• _Task item_
Transcribe the passage about the Basehor fireworks crew from "After bombarding the" up to and including "are also set.".

• _Passage for review_
= Beginning of Section =

Crew’s work goes up in smoke
Standing near pounds and pounds of volatile powder -- lighting fuses and then bolting for cover -- handling enough explosives to shake the ground.
Sounds scary, right?
While most would choose to spend their Fourth of July at barbecues or backyard parties, four area residents would rather put life and limb on the line and serve as the pyrotechnicians for the Basehor Fourth of July celebration.
Those behind lighting the fuses along with the Basehor sky on America's birthday were Danny and Chris Dearinger, John Matthews, Michael Fowler and Mike "Mad Dog" McDowell.
Essentially the same crew has worked the celebration for the past 15 years. The Basehor display is widely regarded as one of the best in Leavenworth County.
This year, though, the crew raised the lofty bar they had set in years past, said Chuck Wilderson, chairman of Basehor PRIDE, the organization coordinating the city's celebration.
"I think everyone agrees it was the best we've ever had," Wilderson said. "It lasted about an hour. It's really the same crew and they deserve a lot of credit. It's a risky business and there's some danger involved there, too."
After bombarding the city with 50 minutes of high-octane fireworks, the crew shot off their grand finale: the words USA, a tank shooting missles and an American flag and Statue of Liberty
"It was really a grand, grand finale," Wilderson said.
The crew lays the groundwork for the display in April, when they order the fireworks and secure a mandatory fireworks license from the Bureau of Alcohol, Tobacco and Firearms. Activities remain mostly dormant until the Fourth of July, when things start getting busy.
Below is a timeline of the preparation the crew undertook before and after the display on July 4, according to chief pyrotechnician Danny Dearinger.
7:30 a.m. -- The four-man crew convenes at the high school and begins setting 100 various tubes, which will fire 350 shells later that evening. Tubes for the ground displays are also set.
3 p.m. -- The pyros begin unwrapping each of the shells and make final preparations for the ground displays and grand finale.
7 p.m.-- The crew gathers for what's affectionately called "The Last Meal," an assortment of barbecue and side dishes. First-year crew member Michael Fowler, "the new guy," had to provide this year's supper.
8:45 p.m. -- A final walk-through and check of the fireworks and equipment. Once the walk-through is completed, the crew waits anxiously for the sky to turn dark.
"Everybody's counting on it and you want everything to go right," Danny Dearinger said.
9:45 p.m. -- Fireworks
The next day, the crew gathers at the high school and begins checking for duds, or shells that failed to go off. Clean-up of the tubes, empty shells and other debris also takes place.
The crew spends four to five hours post-July 4 cleaning up the high school grounds, another Fourth of July in the books.

= End of Section =

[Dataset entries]

= Beginning of Section =

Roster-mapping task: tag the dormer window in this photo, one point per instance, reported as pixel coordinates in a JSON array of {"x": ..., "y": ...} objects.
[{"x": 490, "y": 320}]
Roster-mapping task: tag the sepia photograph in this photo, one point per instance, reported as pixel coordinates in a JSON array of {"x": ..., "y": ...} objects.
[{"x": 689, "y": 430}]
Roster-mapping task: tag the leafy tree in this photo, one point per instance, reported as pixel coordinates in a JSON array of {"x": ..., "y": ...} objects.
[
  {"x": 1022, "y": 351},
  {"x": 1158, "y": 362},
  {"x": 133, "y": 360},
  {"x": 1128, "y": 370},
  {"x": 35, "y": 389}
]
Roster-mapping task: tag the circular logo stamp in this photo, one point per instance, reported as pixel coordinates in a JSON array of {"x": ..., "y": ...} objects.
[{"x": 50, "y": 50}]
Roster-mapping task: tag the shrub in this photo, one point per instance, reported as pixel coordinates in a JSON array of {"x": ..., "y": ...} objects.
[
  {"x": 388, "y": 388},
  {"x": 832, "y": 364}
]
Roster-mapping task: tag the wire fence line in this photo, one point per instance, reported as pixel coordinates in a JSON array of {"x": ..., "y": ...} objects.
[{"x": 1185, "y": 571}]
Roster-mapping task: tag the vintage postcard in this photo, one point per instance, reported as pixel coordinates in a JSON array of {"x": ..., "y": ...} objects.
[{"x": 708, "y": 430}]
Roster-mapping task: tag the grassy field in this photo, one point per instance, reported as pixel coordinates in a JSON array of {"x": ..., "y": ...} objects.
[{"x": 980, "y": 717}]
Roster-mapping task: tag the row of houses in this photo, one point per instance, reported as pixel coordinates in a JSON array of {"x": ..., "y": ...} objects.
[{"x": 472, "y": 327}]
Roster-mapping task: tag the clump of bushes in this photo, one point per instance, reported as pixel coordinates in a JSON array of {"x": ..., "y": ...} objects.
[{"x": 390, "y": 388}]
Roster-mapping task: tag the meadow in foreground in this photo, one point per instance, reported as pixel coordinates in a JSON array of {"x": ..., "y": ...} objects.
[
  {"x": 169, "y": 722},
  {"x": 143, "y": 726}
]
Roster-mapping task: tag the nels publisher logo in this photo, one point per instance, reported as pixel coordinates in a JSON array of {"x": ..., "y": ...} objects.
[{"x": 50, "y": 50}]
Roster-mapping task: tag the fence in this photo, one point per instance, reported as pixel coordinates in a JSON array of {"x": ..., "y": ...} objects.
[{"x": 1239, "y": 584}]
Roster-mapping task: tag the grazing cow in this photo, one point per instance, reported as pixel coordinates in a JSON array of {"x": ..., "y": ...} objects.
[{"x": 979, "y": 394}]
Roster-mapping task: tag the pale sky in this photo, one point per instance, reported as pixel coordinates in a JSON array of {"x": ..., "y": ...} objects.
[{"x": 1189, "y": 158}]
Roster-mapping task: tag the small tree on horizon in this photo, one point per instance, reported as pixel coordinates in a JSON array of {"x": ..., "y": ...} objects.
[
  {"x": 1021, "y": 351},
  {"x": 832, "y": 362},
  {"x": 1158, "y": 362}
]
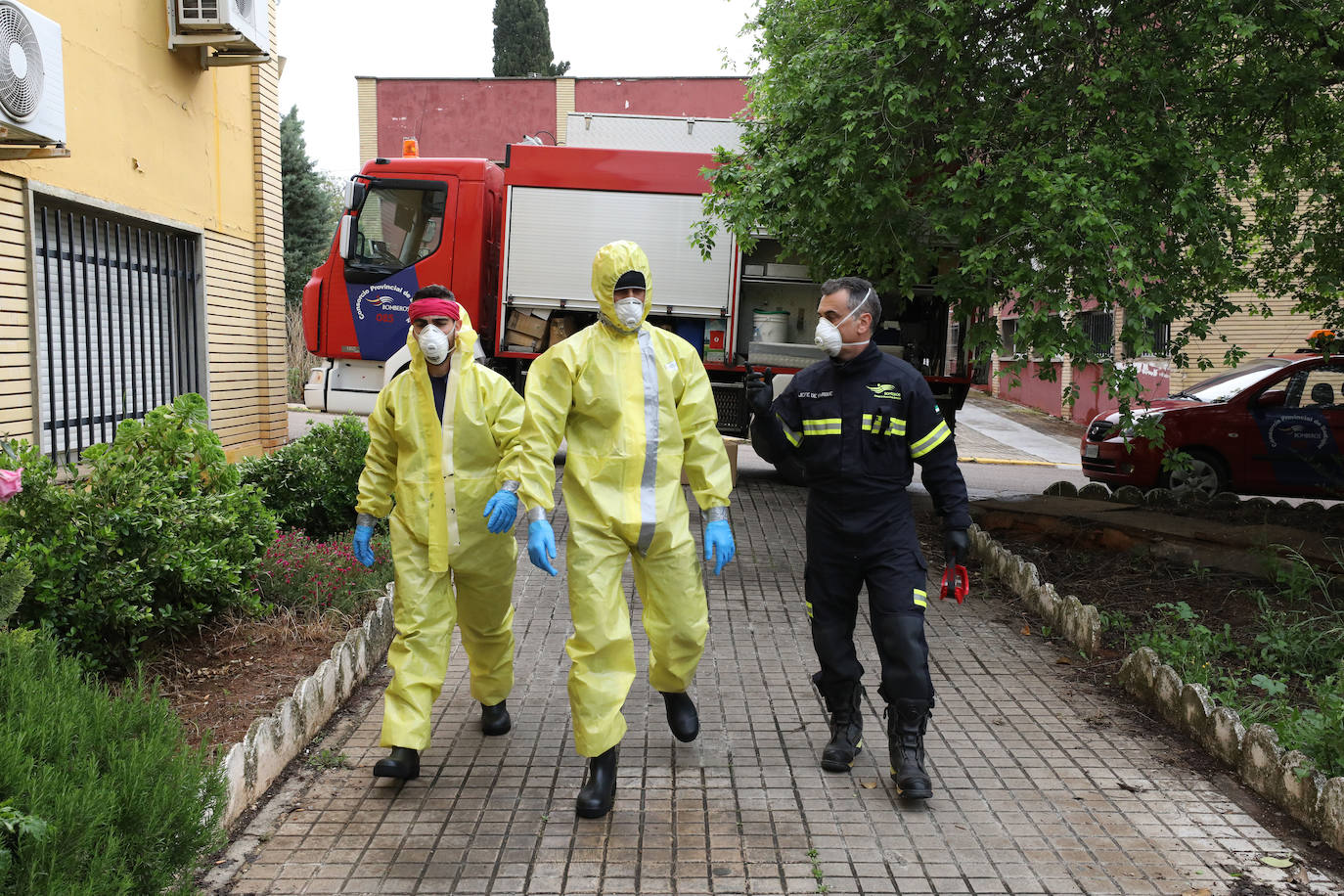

= End of Section =

• _Written response_
After bombarding the city with 50 minutes of high-octane fireworks, the crew shot off their grand finale: the words USA, a tank shooting missles and an American flag and Statue of Liberty
"It was really a grand, grand finale," Wilderson said.
The crew lays the groundwork for the display in April, when they order the fireworks and secure a mandatory fireworks license from the Bureau of Alcohol, Tobacco and Firearms. Activities remain mostly dormant until the Fourth of July, when things start getting busy.
Below is a timeline of the preparation the crew undertook before and after the display on July 4, according to chief pyrotechnician Danny Dearinger.
7:30 a.m. -- The four-man crew convenes at the high school and begins setting 100 various tubes, which will fire 350 shells later that evening. Tubes for the ground displays are also set.